(Collected data)
_ _ _

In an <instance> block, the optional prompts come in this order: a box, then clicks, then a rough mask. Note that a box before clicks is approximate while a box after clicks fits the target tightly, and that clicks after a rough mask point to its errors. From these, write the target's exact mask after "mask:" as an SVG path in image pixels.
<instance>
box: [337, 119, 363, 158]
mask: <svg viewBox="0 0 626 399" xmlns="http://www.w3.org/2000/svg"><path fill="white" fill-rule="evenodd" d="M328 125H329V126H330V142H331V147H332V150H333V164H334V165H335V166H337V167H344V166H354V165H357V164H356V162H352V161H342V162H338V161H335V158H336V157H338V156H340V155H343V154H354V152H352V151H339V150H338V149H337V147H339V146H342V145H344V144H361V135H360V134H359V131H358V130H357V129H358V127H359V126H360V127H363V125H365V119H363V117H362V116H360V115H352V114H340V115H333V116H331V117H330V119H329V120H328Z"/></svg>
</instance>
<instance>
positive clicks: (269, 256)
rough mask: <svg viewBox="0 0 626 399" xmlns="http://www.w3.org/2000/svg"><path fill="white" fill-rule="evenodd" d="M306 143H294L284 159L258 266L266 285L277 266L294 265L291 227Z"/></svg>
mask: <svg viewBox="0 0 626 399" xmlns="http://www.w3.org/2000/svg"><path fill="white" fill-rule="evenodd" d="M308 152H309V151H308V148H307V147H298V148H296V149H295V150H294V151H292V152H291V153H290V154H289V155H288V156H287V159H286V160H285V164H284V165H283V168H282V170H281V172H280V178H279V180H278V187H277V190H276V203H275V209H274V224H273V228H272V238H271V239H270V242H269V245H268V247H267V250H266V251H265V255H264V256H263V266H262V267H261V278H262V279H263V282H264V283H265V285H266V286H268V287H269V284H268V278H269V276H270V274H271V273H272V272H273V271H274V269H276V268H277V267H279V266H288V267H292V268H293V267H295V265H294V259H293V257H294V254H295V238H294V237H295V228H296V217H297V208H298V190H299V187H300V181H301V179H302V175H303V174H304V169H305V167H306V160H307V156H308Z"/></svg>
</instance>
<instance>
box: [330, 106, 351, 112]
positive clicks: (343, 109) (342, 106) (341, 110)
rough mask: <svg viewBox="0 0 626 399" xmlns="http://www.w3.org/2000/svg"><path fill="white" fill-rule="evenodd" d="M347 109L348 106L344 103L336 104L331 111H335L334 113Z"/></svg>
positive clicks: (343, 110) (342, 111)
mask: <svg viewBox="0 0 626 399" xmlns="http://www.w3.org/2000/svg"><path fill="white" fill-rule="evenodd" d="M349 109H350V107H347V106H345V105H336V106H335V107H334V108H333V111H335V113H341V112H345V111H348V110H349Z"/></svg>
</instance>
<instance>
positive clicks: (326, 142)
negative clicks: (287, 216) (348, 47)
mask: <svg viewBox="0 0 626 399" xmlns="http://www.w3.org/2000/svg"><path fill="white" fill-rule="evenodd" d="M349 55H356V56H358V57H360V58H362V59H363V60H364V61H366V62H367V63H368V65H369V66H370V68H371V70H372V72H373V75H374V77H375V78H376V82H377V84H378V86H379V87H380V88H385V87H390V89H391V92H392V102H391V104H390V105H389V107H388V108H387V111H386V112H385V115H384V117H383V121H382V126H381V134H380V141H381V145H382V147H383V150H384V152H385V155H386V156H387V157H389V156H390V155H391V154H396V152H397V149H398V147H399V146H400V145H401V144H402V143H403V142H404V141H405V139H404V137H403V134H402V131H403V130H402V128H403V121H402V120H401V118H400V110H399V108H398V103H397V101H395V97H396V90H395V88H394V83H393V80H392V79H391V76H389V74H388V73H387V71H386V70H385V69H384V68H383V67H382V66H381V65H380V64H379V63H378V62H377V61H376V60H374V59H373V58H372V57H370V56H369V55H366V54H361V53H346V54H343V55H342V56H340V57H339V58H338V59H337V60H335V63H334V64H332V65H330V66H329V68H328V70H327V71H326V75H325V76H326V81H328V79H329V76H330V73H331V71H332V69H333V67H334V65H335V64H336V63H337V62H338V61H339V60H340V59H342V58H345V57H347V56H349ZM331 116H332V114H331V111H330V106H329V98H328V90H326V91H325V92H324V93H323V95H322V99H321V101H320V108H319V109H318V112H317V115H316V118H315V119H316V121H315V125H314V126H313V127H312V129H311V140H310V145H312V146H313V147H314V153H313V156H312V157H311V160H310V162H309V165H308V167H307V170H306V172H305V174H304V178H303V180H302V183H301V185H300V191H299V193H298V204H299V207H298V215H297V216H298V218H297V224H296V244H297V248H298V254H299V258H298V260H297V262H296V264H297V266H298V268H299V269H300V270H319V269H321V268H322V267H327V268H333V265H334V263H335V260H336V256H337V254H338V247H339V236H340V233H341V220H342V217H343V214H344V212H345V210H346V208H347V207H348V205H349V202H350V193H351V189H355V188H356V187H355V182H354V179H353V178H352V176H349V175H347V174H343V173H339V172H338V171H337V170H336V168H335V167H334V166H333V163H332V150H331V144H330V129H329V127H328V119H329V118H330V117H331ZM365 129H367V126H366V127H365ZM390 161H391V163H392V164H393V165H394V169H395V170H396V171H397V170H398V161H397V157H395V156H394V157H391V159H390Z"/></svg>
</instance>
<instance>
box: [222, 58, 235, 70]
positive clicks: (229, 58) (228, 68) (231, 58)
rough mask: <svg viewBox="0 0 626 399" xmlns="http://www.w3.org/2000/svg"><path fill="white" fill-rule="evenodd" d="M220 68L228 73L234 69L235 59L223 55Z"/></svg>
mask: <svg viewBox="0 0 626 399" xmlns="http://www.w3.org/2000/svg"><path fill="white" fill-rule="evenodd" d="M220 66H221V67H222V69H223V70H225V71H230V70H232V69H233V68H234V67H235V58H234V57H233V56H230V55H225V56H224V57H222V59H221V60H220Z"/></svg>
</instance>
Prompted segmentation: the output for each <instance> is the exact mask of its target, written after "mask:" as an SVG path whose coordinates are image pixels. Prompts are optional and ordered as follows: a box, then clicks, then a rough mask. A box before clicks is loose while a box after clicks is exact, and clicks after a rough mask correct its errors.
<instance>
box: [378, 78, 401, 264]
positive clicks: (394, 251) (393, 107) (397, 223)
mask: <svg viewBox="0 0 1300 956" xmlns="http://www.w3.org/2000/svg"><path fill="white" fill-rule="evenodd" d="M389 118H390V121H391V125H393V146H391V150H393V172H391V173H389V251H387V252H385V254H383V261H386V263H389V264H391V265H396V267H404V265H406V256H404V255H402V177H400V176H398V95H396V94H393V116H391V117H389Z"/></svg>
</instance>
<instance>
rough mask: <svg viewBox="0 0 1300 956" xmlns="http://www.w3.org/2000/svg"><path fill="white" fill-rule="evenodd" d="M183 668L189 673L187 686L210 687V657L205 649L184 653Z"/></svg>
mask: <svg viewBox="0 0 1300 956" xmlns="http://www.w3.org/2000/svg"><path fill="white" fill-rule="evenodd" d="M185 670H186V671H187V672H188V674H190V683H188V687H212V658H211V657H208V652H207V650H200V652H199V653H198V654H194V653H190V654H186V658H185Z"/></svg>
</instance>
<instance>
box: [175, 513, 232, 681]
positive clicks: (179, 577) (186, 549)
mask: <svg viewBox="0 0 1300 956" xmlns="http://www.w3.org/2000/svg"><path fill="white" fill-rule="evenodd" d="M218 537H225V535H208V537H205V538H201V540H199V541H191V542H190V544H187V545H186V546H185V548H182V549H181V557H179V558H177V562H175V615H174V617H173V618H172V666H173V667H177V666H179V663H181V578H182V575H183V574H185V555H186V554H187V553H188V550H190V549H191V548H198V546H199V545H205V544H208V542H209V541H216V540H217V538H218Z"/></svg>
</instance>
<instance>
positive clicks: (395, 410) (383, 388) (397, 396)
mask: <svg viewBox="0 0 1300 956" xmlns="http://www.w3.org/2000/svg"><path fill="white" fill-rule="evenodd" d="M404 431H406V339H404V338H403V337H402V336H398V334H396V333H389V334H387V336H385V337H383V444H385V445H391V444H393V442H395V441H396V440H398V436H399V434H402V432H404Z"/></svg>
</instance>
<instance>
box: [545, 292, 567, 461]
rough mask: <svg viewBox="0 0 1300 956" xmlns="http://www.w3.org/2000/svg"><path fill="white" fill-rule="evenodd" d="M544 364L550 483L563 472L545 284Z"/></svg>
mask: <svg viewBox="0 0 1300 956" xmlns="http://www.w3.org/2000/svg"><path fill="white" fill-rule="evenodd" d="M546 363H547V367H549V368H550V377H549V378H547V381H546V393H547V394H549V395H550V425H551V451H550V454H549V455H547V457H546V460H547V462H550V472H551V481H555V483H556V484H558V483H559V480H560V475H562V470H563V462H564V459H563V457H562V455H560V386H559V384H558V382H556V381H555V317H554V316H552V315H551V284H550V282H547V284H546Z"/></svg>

_ _ _

**Task prompt:**
List every line in the items above that contains the string "positive". Matching is case-sensitive.

**Result:**
positive clicks: (269, 256)
positive clicks: (343, 109) (342, 106) (341, 110)
positive clicks: (343, 110) (342, 111)
positive clicks: (326, 142)
positive clicks: (229, 58) (228, 68) (231, 58)
positive clicks: (394, 251) (393, 107) (397, 223)
positive clicks: (179, 577) (186, 549)
positive clicks: (395, 410) (383, 388) (397, 396)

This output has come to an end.